• [Text excerpt]
Hi! I'm Yona and I'm currently a year 11 student, beginning a dreadful journey of VCE. I don't really know why I'm starting this post but I was inspired by others VCE journals that indirectly helped me. I wish that by the end of this journey, I'll be able to succeed too.
(To everyone who has a VCE journal, please keep writing it. I need that motivation and I wish you luck )
As the title shows I'm one of those academic victims not an academic weapon But as funny as it sounds not much people know that even my closest friends.
I think the act of trying to be seen the best, despite in reality struggling to scrape as good grades and getting pessimistic every time I get a bad grade. Has really impacted my mental health.
I was never the 1st ranker in my school's academic award ceremonies (for each year level). I was also never a 2nd or 3rd ranker either.
The highest rank I ever reached was being 4th but that was only one time, aka in year 9
So my point is I crave academic validation. If I didn't get above 90% then I deemed myself unworthy and stupid. (To those feeling that way too, you are not alone, lets get through this.)
I want to write about my journey so that in the future I can look back and realise how much I've grown and improved. I also want to inspire others to break out of their negative mindset of not ever being good enough.

• [Data listing]
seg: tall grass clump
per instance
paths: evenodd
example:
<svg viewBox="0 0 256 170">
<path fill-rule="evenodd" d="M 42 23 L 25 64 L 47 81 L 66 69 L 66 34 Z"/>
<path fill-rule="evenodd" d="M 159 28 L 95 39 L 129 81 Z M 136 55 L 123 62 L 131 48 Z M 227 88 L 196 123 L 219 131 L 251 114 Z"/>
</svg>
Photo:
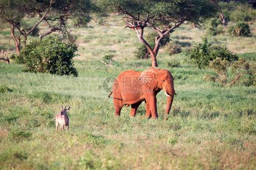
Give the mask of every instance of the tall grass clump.
<svg viewBox="0 0 256 170">
<path fill-rule="evenodd" d="M 202 43 L 196 43 L 188 55 L 191 66 L 203 69 L 206 68 L 209 62 L 217 58 L 226 60 L 228 61 L 237 60 L 236 54 L 229 50 L 225 45 L 212 45 L 206 38 L 203 38 Z"/>
<path fill-rule="evenodd" d="M 250 36 L 251 30 L 247 23 L 240 23 L 234 25 L 230 26 L 228 29 L 228 32 L 232 36 Z"/>
<path fill-rule="evenodd" d="M 33 40 L 15 57 L 15 61 L 24 64 L 22 71 L 51 73 L 57 75 L 78 75 L 72 59 L 77 55 L 77 45 L 61 42 L 57 37 L 41 41 Z"/>
</svg>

• [Directions]
- a) List every rank at the school's academic award ceremonies that the VCE journal post mentions.
- b) Extend the VCE journal post with a few more sentences that pick up after its final line.
None of the listing is needed for the work here.

• [Answers to the tasks]
- a) 1st, 2nd, 3rd, 4th

- b)
I will warn you that this is probably a very messy journey because wow do I not know what I'm doing. Let alone how to get out of this academic validation I strive off of.
The current subjects I'm undertaking are:
Unit 3 & 4 Biology
Unit 1 & 2: English, Math methods, Psychology, Art making and exhibition (is what my school calls it, I'm assuming its studio arts...? Idk), and Japanese second language
How I feel about each subject.
Bio = (Love-hate relationship)
Eng = (Probably one of my weakest subjects)
Math methods = (Please send help... Also a subject I'm not that confident in)
Psychology = (Its great I love the content, but its also content heavy, like another English subject)
Art = (Its a nice relaxing subject so far...but idk if I'm that good in it to do well, considering it scales down by a lot)
Japanese SL = οΈ
(I love it but at the same time Idk what I'm doing)
Heres to the beginning of my growth, one that I hope I can achieve. Pray and wish me luck that it goes well!